__Source data__.
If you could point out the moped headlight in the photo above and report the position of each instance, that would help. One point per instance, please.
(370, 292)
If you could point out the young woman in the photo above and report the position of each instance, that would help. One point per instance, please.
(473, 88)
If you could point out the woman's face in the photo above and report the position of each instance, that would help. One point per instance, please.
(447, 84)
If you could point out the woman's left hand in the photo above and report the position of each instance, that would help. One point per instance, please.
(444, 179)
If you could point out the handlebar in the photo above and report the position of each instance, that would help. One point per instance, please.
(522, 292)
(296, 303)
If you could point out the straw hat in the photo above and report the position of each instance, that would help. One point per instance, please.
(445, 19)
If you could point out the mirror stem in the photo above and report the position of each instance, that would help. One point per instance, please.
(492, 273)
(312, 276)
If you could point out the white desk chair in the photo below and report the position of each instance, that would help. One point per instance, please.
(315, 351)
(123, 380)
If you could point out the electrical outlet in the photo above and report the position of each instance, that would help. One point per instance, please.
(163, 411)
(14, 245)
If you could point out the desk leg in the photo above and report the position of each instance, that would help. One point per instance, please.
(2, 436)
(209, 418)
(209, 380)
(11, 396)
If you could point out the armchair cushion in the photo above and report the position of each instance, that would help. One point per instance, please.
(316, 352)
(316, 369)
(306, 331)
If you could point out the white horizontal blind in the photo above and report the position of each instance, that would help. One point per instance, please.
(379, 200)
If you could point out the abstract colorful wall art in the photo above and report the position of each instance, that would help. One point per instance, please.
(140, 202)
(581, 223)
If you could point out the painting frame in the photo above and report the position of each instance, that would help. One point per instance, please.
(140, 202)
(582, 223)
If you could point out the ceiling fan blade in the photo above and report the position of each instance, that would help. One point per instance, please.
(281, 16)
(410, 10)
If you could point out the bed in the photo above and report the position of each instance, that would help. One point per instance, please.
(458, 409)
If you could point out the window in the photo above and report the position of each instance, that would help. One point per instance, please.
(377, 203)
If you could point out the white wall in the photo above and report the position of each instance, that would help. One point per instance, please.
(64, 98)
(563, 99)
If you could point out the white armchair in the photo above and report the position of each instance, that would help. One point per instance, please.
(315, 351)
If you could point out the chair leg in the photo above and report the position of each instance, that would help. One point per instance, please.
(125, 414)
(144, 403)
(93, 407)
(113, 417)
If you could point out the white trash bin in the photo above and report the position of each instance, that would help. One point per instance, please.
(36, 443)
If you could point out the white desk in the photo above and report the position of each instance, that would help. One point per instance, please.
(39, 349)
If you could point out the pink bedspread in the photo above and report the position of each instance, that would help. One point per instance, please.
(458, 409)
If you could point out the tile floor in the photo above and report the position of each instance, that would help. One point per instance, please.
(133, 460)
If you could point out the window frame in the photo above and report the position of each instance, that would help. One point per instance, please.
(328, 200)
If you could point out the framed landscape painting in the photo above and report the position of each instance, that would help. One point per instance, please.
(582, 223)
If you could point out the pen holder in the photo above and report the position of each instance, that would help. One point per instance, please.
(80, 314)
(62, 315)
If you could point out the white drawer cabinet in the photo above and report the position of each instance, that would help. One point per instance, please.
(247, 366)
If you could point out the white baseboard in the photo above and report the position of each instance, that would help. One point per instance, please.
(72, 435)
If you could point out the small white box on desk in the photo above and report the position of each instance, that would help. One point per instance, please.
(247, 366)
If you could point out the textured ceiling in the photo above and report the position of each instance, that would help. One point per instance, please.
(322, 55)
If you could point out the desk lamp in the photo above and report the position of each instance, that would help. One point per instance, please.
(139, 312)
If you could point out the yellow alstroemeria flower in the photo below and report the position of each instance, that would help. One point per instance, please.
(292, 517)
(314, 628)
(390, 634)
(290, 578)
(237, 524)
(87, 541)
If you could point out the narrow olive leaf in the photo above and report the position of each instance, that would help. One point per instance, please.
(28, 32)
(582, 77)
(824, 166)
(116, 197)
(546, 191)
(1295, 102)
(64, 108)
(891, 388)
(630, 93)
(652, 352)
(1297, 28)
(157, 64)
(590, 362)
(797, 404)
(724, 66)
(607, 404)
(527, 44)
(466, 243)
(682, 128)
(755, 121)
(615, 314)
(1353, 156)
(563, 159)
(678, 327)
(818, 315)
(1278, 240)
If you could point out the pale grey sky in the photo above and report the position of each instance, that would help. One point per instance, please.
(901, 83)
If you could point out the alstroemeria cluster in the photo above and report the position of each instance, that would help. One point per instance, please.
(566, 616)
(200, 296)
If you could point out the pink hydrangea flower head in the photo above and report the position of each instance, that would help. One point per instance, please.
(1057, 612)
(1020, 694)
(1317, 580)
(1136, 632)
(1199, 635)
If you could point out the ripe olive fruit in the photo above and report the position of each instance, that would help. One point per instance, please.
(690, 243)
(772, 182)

__Instructions for the task__. Set down the records again verbatim, so that each word stays as it is.

__Result for this task__.
If you could point out the moped headlight in the photo above and report the position of each instance, that would help. One point per instance, please.
(370, 292)
If you could point out the young woman in the photo above and report the position of each instance, that would help. One point per instance, please.
(473, 88)
If you could point out the woman's face in the photo above and report the position of each instance, that would help. One point per instance, please.
(447, 84)
If you could point out the woman's left hand in the photo above and report the position of each instance, that would help. One point per instance, please.
(444, 179)
If you could point out the handlebar in the photo above and report the position of each instance, that would help. One point per instance, please.
(522, 292)
(296, 303)
If you could point out the straw hat in the photo above and report the position of each instance, that would help. One point per instance, please.
(445, 19)
If you could point out the mirror stem in the photo above and report the position of each instance, that would help. One point per instance, please.
(492, 273)
(312, 276)
If you could point out the white desk chair in the photo below and report the position of each instance, that would help. One point per instance, please.
(315, 351)
(123, 380)
If you could point out the electrical outlet in the photo above and report the position of each instance, that would help. One point per instance, please.
(163, 411)
(14, 245)
If you could point out the desk leg in the photo above and report the position of each instance, that would help. One point per instance, please.
(2, 436)
(209, 418)
(209, 380)
(11, 396)
If you could point out the armchair cushion in the photo above and report the position of each instance, that would help. One point per instance, please.
(316, 352)
(316, 369)
(306, 331)
If you could point out the white horizontal blind in the photo above and report the position of each instance, that would help. One point per instance, please.
(379, 200)
If you could point out the abstract colorful wall art in the photo above and report the position of each instance, that would help. One point per instance, please.
(140, 202)
(581, 223)
If you could point out the painting frame in the photo above and report the position of each instance, that would help. One point per instance, please.
(140, 202)
(582, 223)
If you could point out the ceiling fan blade in the photo above and report the position of each instance, that would help. One point per instance, please.
(281, 16)
(410, 10)
If you could point out the bed in the photo above and report the position of each instance, that would help. One point per instance, please.
(458, 409)
If you could point out the window in the photo above and report the position of each instance, that would help. One point per instance, please.
(377, 203)
If you could point out the white wall in the photo above and report the position of each instance, that would help. One point per instance, please.
(64, 98)
(563, 99)
If you could point out the white armchair in the photo above and report the position of each instance, that would help. One point per instance, please.
(315, 351)
If you could point out the chair leg in the photo above and report the position of each instance, that would help. One point per instance, please.
(125, 414)
(144, 403)
(93, 407)
(113, 417)
If you could point out the white trash bin in the photo above and report the position of each instance, that would help. One point per instance, please.
(36, 443)
If you could point out the white desk in the photo above and report the position of each instance, that would help. One point per instance, please.
(39, 349)
If you could point out the pink bedspread in the photo above and report the position of each instance, that would help. One point per instance, please.
(458, 409)
If you could point out the tile floor in the photo above and report the position of each instance, that would help. One point per instance, please.
(133, 460)
If you could point out the window frame in the photo above and report the position of each instance, that would help. One point per instance, please.
(328, 200)
If you could point out the framed landscape painting in the photo above and report the position of each instance, that would help. One point per instance, please.
(582, 223)
If you could point out the pen holder in the photo above and report the position of each instance, that would help. One point per instance, please.
(80, 314)
(62, 315)
If you could point out the white drawer cabinet in the photo above and report the position of each instance, that would help. One point per instance, please.
(247, 366)
If you could point out the white baseboard in the photo above and report the position of each instance, that would help. One point per instance, please.
(72, 435)
If you could point out the small white box on desk in the photo above and report the position of each instance, that would help. One point per instance, please.
(247, 366)
If you could point out the textured ceiling in the photo above and report the position of each instance, that would help. One point per instance, please.
(322, 55)
If you could point out the desk lamp in the photo above and report the position of each instance, that would help. One point per instance, please.
(139, 312)
If you could point out the yellow alstroemeria flower in the photo below and report the position of each instance, that would help. One point per instance, please.
(292, 517)
(314, 628)
(390, 634)
(290, 578)
(237, 524)
(87, 541)
If you could point out the narrow olive leaf in the photo above and report the position of each instance, that would help. One point per instance, please.
(28, 32)
(582, 77)
(824, 166)
(116, 197)
(546, 191)
(1295, 102)
(64, 108)
(891, 388)
(630, 93)
(652, 352)
(1297, 28)
(157, 64)
(590, 362)
(797, 404)
(724, 66)
(607, 404)
(527, 44)
(466, 243)
(682, 128)
(755, 121)
(615, 314)
(1353, 156)
(563, 159)
(678, 327)
(818, 315)
(1278, 240)
If you could point out the pale grey sky in the photo above and report the position of each instance, that would help. One point per instance, please.
(901, 83)
If you could point out the alstroemeria cluster in the photo above and report the position of each instance, that would help. One point per instance, please.
(566, 616)
(200, 296)
If you could point out the pink hydrangea flower head in the photo above and report the position of each instance, that would help. One point per instance, please.
(1057, 612)
(1020, 694)
(1317, 580)
(1136, 632)
(1199, 635)
If you could point out the ripe olive fruit in the photo above and report the position of each instance, that would help. One point per instance, please.
(690, 243)
(772, 182)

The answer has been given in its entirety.